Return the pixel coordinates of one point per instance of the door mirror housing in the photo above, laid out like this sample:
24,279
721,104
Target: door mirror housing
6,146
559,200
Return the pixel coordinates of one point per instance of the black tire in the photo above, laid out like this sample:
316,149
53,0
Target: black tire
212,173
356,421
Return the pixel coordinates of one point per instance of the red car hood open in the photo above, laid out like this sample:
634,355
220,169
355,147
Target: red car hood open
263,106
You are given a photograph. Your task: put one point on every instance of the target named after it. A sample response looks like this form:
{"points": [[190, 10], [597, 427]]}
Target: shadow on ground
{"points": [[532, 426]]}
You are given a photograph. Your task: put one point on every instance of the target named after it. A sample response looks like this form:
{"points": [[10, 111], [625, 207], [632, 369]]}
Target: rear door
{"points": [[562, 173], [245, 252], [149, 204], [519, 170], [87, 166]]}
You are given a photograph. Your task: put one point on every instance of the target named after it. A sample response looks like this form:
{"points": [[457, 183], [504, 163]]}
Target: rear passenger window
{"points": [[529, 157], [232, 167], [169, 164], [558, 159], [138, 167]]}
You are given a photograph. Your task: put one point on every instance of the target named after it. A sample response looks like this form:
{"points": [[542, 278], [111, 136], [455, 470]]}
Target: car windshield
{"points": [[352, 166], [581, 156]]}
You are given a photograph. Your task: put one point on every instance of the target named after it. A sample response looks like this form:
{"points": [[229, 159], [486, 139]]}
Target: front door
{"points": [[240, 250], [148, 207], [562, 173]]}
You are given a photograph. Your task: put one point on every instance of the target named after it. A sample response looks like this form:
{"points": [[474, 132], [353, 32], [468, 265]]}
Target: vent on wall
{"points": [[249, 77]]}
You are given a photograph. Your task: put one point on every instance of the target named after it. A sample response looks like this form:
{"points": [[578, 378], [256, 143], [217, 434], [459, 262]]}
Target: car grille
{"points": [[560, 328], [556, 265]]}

****************************************

# TASK REQUIREMENTS:
Write out every line exactly as it stands.

# FULL OUTPUT:
Return the pixel coordinates of one point per instance of the door mirror housing in the photo above, laid out like this sample:
24,279
721,104
Target: door mirror housing
6,146
559,200
Return the pixel coordinates of one point per instance of the black tire in the photo above, laid out like this sample:
316,149
53,0
Target: black tire
212,173
356,421
Return the pixel coordinates of one point per instance of the red car hood open in the photo above, laid out like this sample:
634,355
220,169
355,147
Target: red car hood open
263,106
You are given a photograph. Your task: put one point on every instance of the target named after it. A sample response looks like this form:
{"points": [[190, 10], [597, 427]]}
Target: shadow on ground
{"points": [[532, 426]]}
You are given a photograph. Your task: put one point on every instance of the target named after it. A sample response looks like this form:
{"points": [[10, 111], [625, 207], [632, 369]]}
Target: rear door
{"points": [[562, 173], [245, 252], [149, 204], [519, 170], [87, 166]]}
You are given a photograph. Your task: put one point on every instance of the target named after it. A sample response looks like this form:
{"points": [[457, 183], [504, 163]]}
Target: rear passenger window
{"points": [[529, 157], [232, 167], [169, 164], [558, 159], [138, 167]]}
You are given a photograph. Your task: put one point on every instance of the target named after it. A sample response looks like this form:
{"points": [[542, 278], [111, 136], [455, 470]]}
Target: car windshield
{"points": [[352, 166], [581, 156]]}
You are given a photograph. Your task: put one point on every instance of the target named after it. A sample response looks like this form:
{"points": [[229, 159], [486, 139]]}
Target: front door
{"points": [[240, 250], [148, 207], [562, 173]]}
You are given a photograph. Your task: put one point on every instance of the target named after it. A sample response looks like this form:
{"points": [[474, 132], [353, 32], [468, 265]]}
Target: vent on wall
{"points": [[249, 77]]}
You are given a photograph. Your task: put one point on every instance of the target named after it. A sample response looks like this form:
{"points": [[578, 378], [256, 143], [217, 434], [459, 262]]}
Target: car grille
{"points": [[560, 328], [556, 265]]}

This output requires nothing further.